## 本文抜粋

^^^^^^^^

今回の外国人入国禁止措置では、3月27日以前に発給されたビザ及び居留許可は原則としてすべて暫定的に失効することとされています。また、日本国パスポート保有者に対して認められていたビザなし渡航についても運用が停止されています。

現時点における中国への渡航方法は、以下のビザを申請する方法のみとなっています。

◇外国人入国禁止措置にかかわらずビザ申請が認められる場合

ビザ申請が認められる入国目的備考
Ⅰ)必要な経済貿易、科学技術等の活動に従事する目的 (M) (Z)・中国の政府機関が発行する招聘状 ・Zビザの場合には、工作許可証のコピー及びQRコードから読み込める情報 ・その他資料については事前の確認が必要
Ⅱ)緊急の人道主義の必要に基づく目的 (F)必要資料については事前の確認が必要

このうち、Ⅰ)については、中国の政府機関が発行する招聘状(邀请函)が必要となります。招聘状は、中国国内の法人等が主体となって政府機関に発行を申請することになりますが、地域によって申請方法が異なるため、詳細については事前に法人等が所在する地域の外事弁公室に確認が必要になります。なお、現時点では、政府機関に対して招聘状を申請したとしても、実際に招聘状が取得できるケースは限定的となっているようです。申請にあたっては、「必要な経済貿易、科学技術等の活動に従事する目的」であることが明確になるような状況の証明が必要になるものと考えられます。

2.中国赴任者の中国への渡航にあたっての注意点

中国赴任者(外国人を前提とします。)は、中国で工作許可(在留資格)及び居留許可(在留許可)を取得していますが、外国人入国禁止措置により、3月27日現在中国に入国していない中国赴任者の居留許可は暫定的に失効するため、3月27日以前に取得した居留許可で中国に入国することができません。そのため、現状では、中国赴任者であっても、上記で指摘したⅠ)のビザを取得したうえで中国に渡航する必要があります。また、中国赴任者の中国への入国は、形式的には就業(工作)目的の入国となるためZビザの申請が必要となるものと考えられます。なお、Zビザの申請にあたっては、中国の政府機関が発行する招聘状のほかに、有効期限まで十分な期間のある工作許可証のコピー及びQRコードから読み込める登録情報が必要となります。

^^^^^^^^

## 提供データ

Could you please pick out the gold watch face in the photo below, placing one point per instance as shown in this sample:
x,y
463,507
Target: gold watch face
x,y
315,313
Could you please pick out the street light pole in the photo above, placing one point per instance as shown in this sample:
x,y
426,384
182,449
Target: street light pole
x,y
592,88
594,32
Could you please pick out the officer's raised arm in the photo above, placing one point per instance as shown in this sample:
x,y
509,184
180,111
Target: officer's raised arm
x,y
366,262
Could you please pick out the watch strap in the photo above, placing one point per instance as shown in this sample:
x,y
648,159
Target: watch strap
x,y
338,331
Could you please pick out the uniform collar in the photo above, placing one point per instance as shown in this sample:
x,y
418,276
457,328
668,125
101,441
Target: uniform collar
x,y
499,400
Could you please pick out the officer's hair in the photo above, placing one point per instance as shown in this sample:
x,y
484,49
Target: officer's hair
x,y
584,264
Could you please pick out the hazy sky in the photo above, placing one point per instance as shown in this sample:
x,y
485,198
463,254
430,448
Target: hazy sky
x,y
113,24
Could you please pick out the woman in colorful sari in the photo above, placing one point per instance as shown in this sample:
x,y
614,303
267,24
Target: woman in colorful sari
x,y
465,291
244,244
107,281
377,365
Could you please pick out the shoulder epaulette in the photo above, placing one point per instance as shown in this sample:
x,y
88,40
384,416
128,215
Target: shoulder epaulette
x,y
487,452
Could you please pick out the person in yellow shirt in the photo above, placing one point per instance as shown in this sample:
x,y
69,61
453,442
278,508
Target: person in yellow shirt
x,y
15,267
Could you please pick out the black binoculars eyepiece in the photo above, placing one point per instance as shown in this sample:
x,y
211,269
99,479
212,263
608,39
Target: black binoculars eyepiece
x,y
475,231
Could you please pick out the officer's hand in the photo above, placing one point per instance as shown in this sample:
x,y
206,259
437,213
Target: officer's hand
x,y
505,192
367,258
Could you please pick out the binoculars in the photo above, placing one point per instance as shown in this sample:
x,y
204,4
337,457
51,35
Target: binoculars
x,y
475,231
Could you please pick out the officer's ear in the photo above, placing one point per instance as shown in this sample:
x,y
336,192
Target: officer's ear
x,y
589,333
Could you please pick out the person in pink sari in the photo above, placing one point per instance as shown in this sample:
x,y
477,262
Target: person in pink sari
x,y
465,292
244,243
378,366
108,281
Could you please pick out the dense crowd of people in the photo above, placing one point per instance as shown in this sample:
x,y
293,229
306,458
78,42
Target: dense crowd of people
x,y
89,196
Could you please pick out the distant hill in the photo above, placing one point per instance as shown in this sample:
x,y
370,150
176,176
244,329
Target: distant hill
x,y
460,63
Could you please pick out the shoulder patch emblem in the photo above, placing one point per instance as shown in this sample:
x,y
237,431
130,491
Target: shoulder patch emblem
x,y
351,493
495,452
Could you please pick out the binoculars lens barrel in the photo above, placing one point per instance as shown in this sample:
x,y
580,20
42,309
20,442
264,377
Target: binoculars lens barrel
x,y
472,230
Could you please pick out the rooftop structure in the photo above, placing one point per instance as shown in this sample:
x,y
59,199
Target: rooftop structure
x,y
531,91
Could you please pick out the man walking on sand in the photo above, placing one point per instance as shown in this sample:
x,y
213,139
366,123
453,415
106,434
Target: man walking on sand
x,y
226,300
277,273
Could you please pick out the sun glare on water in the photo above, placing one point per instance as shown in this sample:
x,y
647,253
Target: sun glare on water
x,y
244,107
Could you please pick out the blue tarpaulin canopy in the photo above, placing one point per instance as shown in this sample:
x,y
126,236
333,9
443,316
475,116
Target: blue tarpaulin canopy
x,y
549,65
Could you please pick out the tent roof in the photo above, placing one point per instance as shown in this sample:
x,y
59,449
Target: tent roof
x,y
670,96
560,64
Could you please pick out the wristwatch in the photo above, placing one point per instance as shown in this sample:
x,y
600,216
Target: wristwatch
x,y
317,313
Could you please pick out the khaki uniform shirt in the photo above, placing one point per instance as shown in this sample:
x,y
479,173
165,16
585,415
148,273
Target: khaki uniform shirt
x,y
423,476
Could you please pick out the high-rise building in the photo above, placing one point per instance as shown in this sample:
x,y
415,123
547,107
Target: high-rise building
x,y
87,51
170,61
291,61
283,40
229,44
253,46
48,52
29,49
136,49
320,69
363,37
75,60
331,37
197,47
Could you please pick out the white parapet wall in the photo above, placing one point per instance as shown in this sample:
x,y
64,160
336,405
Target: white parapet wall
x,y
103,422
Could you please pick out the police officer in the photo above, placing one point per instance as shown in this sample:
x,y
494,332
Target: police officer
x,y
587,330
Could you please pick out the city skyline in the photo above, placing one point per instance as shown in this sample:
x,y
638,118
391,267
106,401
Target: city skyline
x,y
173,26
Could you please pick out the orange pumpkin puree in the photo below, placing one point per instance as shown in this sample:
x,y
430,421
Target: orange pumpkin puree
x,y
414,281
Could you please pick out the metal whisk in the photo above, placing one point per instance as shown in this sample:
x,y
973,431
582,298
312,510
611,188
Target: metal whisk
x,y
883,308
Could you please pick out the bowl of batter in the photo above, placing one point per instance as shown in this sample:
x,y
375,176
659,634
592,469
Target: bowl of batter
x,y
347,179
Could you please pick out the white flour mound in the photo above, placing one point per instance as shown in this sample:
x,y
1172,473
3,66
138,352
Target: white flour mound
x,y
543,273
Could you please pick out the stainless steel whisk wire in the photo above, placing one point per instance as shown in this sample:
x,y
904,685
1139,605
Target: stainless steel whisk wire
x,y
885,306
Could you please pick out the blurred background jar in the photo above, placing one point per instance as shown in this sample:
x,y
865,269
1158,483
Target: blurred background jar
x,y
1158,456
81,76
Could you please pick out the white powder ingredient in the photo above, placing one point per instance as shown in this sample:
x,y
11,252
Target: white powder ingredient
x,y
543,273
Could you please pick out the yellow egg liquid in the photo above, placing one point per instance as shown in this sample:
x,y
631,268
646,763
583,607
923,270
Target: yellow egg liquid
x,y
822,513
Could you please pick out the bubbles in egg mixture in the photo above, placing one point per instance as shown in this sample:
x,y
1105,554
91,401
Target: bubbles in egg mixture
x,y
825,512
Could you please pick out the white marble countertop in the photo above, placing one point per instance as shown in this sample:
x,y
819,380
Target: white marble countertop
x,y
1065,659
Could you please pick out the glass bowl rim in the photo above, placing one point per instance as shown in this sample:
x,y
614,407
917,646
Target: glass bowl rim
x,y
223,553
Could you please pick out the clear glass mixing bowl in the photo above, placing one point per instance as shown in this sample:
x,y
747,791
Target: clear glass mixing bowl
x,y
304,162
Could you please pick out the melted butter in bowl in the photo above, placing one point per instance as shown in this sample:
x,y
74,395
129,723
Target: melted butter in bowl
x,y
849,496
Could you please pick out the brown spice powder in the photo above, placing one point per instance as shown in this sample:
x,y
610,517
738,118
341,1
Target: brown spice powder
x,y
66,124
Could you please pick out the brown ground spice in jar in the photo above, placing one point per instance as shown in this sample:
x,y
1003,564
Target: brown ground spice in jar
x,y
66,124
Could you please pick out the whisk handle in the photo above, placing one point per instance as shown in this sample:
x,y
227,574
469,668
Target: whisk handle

^^^^^^^^

## 指示
1. 上の行のうち、文字列「sand」を含む行の数を数え、その数だけを答えてください。大文字と小文字は区別します。
2. 上にある中国への渡航に関する文章の続きを、最後の文の後から書いてください。

## 課題別の結果
1. 2

2.
中国赴任者が上記で指摘したⅠ)のビザを取得して中国に入国すると、現地法人もしくは駐在員事務所での業務のために長期滞在(在留)が必要となりますが、当然ビザには停留日数の制限が付されている(通常90日、もしくは180日)ため、渡航後、この日数を超えた長期滞在が認められるか否か、という点については、特に以下の点に十分注意して確実な手続きを行う必要があります。

◇中国赴任者がビザで中国に入国したのちに注意すべき手続

 注意すべき手続
保有する居留許可が有効期限内である場合現地法人もしくは駐在員事務所を管轄する出入国管理局において、保有する居留許可の有効性の確認が必要となります。 仮に失効しているということであれば、出入国管理局と相談の上で居留許可の申請が必要となります。
保有する居留許可の有効期限が既に経過している場合出入国管理局と相談の上で居留許可の申請が必要となります。 (ただし、この前提として保有する“工作許可”について、有効期限内に期限の延長手続きが行われている必要があります。) 上海の出入国管理局へのヒアリングでは、有効期限経過から90日以内であれば従前取得していた居留許可を前提とした期限の延長手続きが認めるものの、90日を超過している場合には新規取得と同様の手続きとなる(体格検査(健康診断)が必要となる)との回答が得られています。

3.赴任者の渡航に関するその他の注意点

(1)工作許可の有効期限

上記の通り、中国赴任者は中国へ渡航したのちに、保有する居留許可が有効であることを確認する、もしくは有効な居留許可を取得する必要がありますが、その前提条件として、工作許可が有効期限内にある必要があります。そのため、赴任者の工作許可の有効期限に注意するとともに、期限到来が近づいた場合には確実に延期の手続きを実施しておく必要があります。なお、工作許可の延期手続は期限到来の3ヶ月前から可能とされており、現状ではインターネット上で申請資料のデータをアップロードするのみで手続きが完了できるため、本人が中国に滞在していなくとも手続きを行うことができる状況となっています。

(2)渡航の要否及び渡航時期

現時点では、限定的ではありますが、上記のような手続きを経ることにより日本から中国への渡航の実現が可能となっています。しかしながら、現実問題としては、現時点では、7月末までの間、中国-日本間の航空便が航空会社ごとに週1便とされており、成田-上海浦東便でも週4便のみとなっています。そのため、航空券が高騰していることのみならず、直近では航空券の確保事態も難しい状況になっている模様です。また、現状としては、あくまでも限定的に入国が許可されているに過ぎないため、ひとたび中国に渡航した中国赴任者が頻繁に中国から日本に帰国することが許される状況でないことにないことには変わりがありません。日本本社としては、これらの点を考慮の上で中国赴任者の中国への渡航の要否や渡航のタイミングを検討しなければならないものといえます。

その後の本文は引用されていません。